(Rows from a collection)
/---
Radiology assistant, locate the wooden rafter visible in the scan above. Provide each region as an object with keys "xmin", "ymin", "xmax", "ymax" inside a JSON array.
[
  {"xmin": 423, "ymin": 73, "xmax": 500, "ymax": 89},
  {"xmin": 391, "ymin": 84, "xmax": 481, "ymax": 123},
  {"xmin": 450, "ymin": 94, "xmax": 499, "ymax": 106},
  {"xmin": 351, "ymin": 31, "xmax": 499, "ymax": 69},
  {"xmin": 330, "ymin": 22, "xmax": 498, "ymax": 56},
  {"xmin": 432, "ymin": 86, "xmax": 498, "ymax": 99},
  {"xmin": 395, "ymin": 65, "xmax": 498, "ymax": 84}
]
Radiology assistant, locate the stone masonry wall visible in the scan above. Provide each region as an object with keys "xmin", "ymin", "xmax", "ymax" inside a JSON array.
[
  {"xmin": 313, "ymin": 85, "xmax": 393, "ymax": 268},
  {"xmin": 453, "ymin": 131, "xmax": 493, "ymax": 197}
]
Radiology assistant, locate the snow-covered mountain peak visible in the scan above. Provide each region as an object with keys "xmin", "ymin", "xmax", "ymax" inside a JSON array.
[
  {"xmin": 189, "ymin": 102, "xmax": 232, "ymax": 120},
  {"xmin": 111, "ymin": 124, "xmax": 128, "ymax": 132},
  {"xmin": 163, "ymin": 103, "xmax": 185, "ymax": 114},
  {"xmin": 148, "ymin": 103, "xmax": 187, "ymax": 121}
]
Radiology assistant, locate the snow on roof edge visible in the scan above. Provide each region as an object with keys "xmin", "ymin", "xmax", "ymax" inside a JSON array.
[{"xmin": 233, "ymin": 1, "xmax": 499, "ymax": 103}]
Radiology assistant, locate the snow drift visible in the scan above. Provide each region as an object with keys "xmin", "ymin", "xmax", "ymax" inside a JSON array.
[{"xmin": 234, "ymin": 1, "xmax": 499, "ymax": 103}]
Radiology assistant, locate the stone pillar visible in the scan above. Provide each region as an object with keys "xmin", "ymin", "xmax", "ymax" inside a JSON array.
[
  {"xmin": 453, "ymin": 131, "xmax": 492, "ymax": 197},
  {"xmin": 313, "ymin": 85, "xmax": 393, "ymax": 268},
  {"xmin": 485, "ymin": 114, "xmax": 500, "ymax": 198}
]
\---
Turn every line of the rows above into one numbered list, omitting any blank lines.

Full solution:
1. Radiology assistant, locate the wooden rafter visible in the scan above. Provide each region as an object with keys "xmin", "ymin", "xmax", "ymax" inside a JSON array.
2. [
3.   {"xmin": 423, "ymin": 73, "xmax": 500, "ymax": 89},
4.   {"xmin": 391, "ymin": 84, "xmax": 481, "ymax": 123},
5.   {"xmin": 450, "ymin": 94, "xmax": 499, "ymax": 106},
6.   {"xmin": 351, "ymin": 31, "xmax": 499, "ymax": 69},
7.   {"xmin": 330, "ymin": 22, "xmax": 498, "ymax": 56},
8.   {"xmin": 432, "ymin": 86, "xmax": 498, "ymax": 99},
9.   {"xmin": 395, "ymin": 65, "xmax": 498, "ymax": 84}
10. ]
11. Radiology assistant, locate the stone masonry wall visible in the scan above. Provide each region as an object with keys "xmin", "ymin", "xmax", "ymax" inside a JSON array.
12. [
13.   {"xmin": 313, "ymin": 85, "xmax": 393, "ymax": 268},
14.   {"xmin": 453, "ymin": 131, "xmax": 493, "ymax": 197}
15. ]
16. Radiology assistant, locate the snow-covered mountain peak visible in the scan above. Provide each region as an object with keys "xmin", "ymin", "xmax", "ymax" inside a JSON array.
17. [
18.   {"xmin": 189, "ymin": 102, "xmax": 232, "ymax": 120},
19.   {"xmin": 111, "ymin": 124, "xmax": 128, "ymax": 132},
20.   {"xmin": 163, "ymin": 103, "xmax": 185, "ymax": 114},
21.   {"xmin": 148, "ymin": 103, "xmax": 187, "ymax": 121}
22. ]
23. Radiology assistant, locate the snow on roof edge visible in the scan above. Provide each region as an object with keys "xmin", "ymin", "xmax", "ymax" inside a JSON array.
24. [{"xmin": 233, "ymin": 1, "xmax": 499, "ymax": 103}]
25. Radiology assistant, locate the snow drift visible in the scan above. Provide each region as an object with keys "xmin", "ymin", "xmax", "ymax" inside a JSON array.
26. [{"xmin": 234, "ymin": 1, "xmax": 499, "ymax": 103}]
27. Radiology assistant, locate the stone pillar visible in the scan above. Provide each region as an object with keys "xmin", "ymin", "xmax", "ymax" inside a JSON array.
28. [
29.   {"xmin": 453, "ymin": 131, "xmax": 492, "ymax": 197},
30.   {"xmin": 313, "ymin": 85, "xmax": 393, "ymax": 268},
31.   {"xmin": 485, "ymin": 114, "xmax": 500, "ymax": 198}
32. ]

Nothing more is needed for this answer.